__Task statement__.
Look through the data below. Show each line where the string "window" occurs.

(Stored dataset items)
=-=-=-=-=

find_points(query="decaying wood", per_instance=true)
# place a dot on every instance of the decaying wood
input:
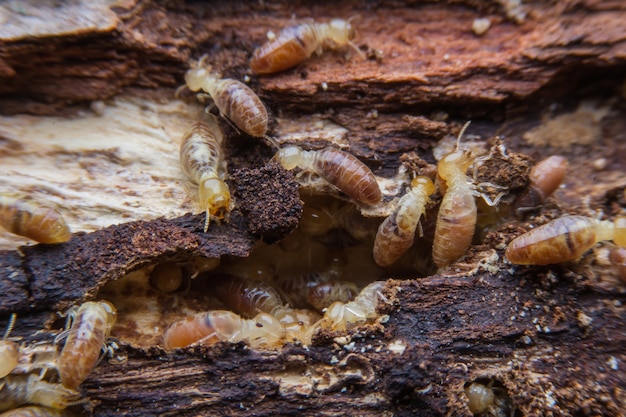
(551, 337)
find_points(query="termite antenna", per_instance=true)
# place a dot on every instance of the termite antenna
(463, 129)
(272, 142)
(207, 220)
(10, 326)
(357, 50)
(179, 90)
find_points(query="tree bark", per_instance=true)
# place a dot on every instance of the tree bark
(549, 339)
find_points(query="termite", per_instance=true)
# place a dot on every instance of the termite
(249, 297)
(17, 390)
(340, 316)
(210, 327)
(9, 351)
(296, 43)
(235, 100)
(617, 257)
(324, 294)
(42, 224)
(34, 411)
(456, 219)
(396, 234)
(564, 239)
(545, 177)
(90, 328)
(202, 159)
(339, 168)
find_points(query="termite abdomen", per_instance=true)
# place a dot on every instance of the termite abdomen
(245, 296)
(545, 177)
(323, 295)
(90, 329)
(339, 168)
(564, 239)
(42, 224)
(296, 43)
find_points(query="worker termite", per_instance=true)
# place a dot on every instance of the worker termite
(545, 177)
(234, 99)
(339, 168)
(396, 234)
(318, 220)
(456, 219)
(223, 326)
(564, 239)
(202, 159)
(34, 411)
(296, 43)
(324, 294)
(45, 225)
(488, 400)
(340, 316)
(17, 390)
(9, 351)
(250, 297)
(91, 325)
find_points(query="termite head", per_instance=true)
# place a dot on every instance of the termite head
(196, 77)
(215, 196)
(424, 182)
(111, 313)
(340, 31)
(289, 157)
(620, 232)
(60, 231)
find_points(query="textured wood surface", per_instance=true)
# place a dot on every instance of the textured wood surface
(551, 337)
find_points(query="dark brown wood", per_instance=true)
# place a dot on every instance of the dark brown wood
(552, 338)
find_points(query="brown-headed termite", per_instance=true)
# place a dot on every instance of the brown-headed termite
(210, 327)
(339, 168)
(234, 99)
(9, 351)
(45, 225)
(545, 177)
(202, 159)
(396, 234)
(564, 239)
(90, 328)
(296, 43)
(17, 390)
(456, 219)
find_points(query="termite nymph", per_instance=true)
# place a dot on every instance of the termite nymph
(9, 351)
(456, 219)
(296, 43)
(339, 168)
(223, 326)
(340, 316)
(42, 224)
(17, 390)
(545, 177)
(617, 257)
(91, 325)
(396, 234)
(324, 294)
(564, 239)
(202, 159)
(234, 99)
(249, 297)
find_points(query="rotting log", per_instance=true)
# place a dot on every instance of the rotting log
(551, 337)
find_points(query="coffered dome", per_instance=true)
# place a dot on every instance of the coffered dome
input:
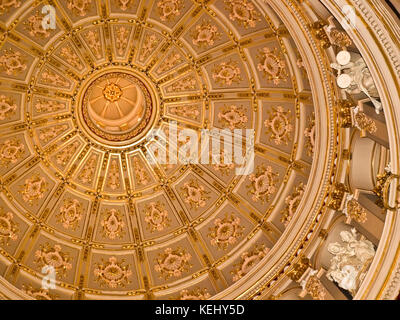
(84, 103)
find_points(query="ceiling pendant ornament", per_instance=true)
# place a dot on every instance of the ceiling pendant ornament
(66, 154)
(171, 61)
(195, 195)
(70, 56)
(222, 166)
(39, 293)
(226, 231)
(243, 12)
(35, 26)
(141, 175)
(51, 78)
(194, 294)
(12, 62)
(7, 107)
(124, 4)
(233, 117)
(310, 133)
(113, 225)
(8, 228)
(150, 43)
(33, 189)
(185, 84)
(249, 259)
(6, 5)
(353, 210)
(272, 65)
(169, 9)
(47, 106)
(48, 134)
(11, 151)
(279, 125)
(52, 256)
(156, 216)
(263, 184)
(79, 7)
(94, 43)
(185, 111)
(121, 41)
(227, 73)
(292, 203)
(112, 273)
(172, 263)
(70, 214)
(117, 107)
(113, 180)
(87, 173)
(205, 34)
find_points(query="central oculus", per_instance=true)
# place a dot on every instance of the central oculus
(117, 106)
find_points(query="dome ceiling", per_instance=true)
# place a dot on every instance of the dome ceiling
(80, 189)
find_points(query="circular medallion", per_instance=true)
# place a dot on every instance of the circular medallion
(117, 107)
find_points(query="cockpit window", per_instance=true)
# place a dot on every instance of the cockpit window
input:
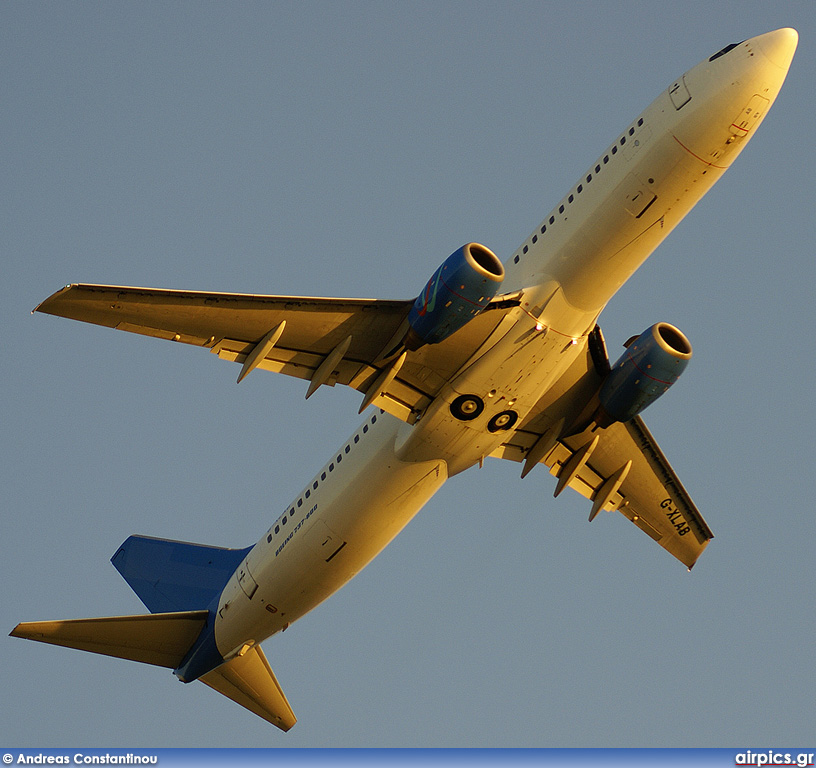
(725, 50)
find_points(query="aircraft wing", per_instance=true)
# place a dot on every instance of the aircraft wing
(239, 326)
(619, 468)
(622, 468)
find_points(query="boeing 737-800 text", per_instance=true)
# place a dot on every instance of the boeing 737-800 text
(491, 359)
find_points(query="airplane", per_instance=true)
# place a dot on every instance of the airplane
(491, 359)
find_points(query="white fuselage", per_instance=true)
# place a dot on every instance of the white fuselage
(617, 213)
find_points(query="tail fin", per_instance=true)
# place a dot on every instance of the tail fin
(170, 576)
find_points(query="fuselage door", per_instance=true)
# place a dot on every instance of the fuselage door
(679, 93)
(248, 584)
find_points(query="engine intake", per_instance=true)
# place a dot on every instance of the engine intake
(652, 362)
(458, 291)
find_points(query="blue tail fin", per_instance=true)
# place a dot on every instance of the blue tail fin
(173, 576)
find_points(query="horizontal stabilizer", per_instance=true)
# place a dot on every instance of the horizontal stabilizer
(249, 681)
(162, 639)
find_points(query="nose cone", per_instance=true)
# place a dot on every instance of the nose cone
(778, 46)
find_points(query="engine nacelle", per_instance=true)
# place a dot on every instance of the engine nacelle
(650, 365)
(458, 291)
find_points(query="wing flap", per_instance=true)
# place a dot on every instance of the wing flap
(232, 325)
(651, 495)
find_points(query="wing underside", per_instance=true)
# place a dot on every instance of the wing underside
(622, 468)
(321, 340)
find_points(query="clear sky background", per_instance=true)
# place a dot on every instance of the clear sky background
(345, 149)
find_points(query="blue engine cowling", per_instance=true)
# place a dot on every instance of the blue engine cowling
(461, 288)
(651, 364)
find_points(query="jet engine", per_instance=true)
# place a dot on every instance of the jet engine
(458, 291)
(652, 362)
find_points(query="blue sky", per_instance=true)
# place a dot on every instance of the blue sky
(345, 149)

=-=-=-=-=

__Output of the task__.
find_points(query="cockpit window", per_instance=true)
# place a dot on every instance of the cockpit window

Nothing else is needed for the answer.